◆ Soal A
Salin dengan persis bagian teks latihan, mulai dari "Masyarakat dalam kesendirian" sampai ke "yang mendunia ini.".
◆ Soal B
Menurut teks latihan, kepada sahabat jauh di mana uluran tangan masyarakat Indonesia tetap terulurkan?

◆ Teks Latihan

....................

Masyarakat dalam kesendirian akibat kebijakan isolasi. Hanya dibatasi berinteraksi dengan keluar inti di rumah. Meski demikian, tak berarti tak ada interaksi antar masyarakat. Dalam laman sosial media, masyarakat saling berinteraksi. Saling menyapa, memberi kabar dan menyemangati satu dengan lainnya.

Bahkan kesetiakawanan sosial justru menjadi semakin erat. Ini dibuktikan ketika para tenaga medis kekurangan alat pelindung diri (APD) ketika harus bertatap muka dengan pasien terdampak Covid, masyarakat dengan sigap turun membantu. Mulai dari artis, influencer, lembaga-lembaga kemanusiaan, semua turut bersatu padu. Menggalang dana, untuk pahlawan garda terdepan pandemi yang mendunia ini.

Meski tentunya kita pahami, ada pihak yang lebih bertanggung jawab untuk menanggung biaya pembelian APD ini. Namun tampaknya rakyat Indonesia mengerti, bahwa bersatu padu menyingsingkan lengan sendiri lebih berarti saat ini, ketimbang menunggu ‘pihak’ yang sepertinya tengah ongkang-ongkang kaki. Atau bingung, kemana mesti meniti jalan untuk solusi pandemi.

Kedermawanan sosial Indonesia juga kembali terbukti. Bahwa di tengah himpit jeritan penguasanya yang tak keruan menata kebijakan soal wabah yang masih berkelanjutan, ada uluran tangan yang tetap terulurkan untuk sahabat jauh di ujung sana: Palestina.

Wabah Covid yang merebak di setiap negara, hampir nyaris membuat masing-masing negara sibuk dengan dirinya sendiri. Tiap keluarga sibuk dengan keluarganya sendiri. Tiap-tiap insan, merasa was-was akan keselamatannya sendiri. Seketika, sebagian manusia menjadi egois, dalihnya realistis.

....................

◆ Baris yang Disediakan

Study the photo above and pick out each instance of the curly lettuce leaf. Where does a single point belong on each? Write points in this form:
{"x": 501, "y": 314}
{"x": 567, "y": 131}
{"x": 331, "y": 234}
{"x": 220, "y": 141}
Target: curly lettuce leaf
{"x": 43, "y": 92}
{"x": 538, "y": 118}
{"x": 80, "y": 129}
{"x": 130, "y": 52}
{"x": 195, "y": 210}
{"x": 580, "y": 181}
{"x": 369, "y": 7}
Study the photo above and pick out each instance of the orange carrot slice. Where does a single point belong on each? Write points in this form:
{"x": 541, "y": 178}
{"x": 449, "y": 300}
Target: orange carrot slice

....................

◆ Jawaban Soal A
Masyarakat dalam kesendirian akibat kebijakan isolasi. Hanya dibatasi berinteraksi dengan keluar inti di rumah. Meski demikian, tak berarti tak ada interaksi antar masyarakat. Dalam laman sosial media, masyarakat saling berinteraksi. Saling menyapa, memberi kabar dan menyemangati satu dengan lainnya.

Bahkan kesetiakawanan sosial justru menjadi semakin erat. Ini dibuktikan ketika para tenaga medis kekurangan alat pelindung diri (APD) ketika harus bertatap muka dengan pasien terdampak Covid, masyarakat dengan sigap turun membantu. Mulai dari artis, influencer, lembaga-lembaga kemanusiaan, semua turut bersatu padu. Menggalang dana, untuk pahlawan garda terdepan pandemi yang mendunia ini.

◆ Jawaban Soal B
Palestina.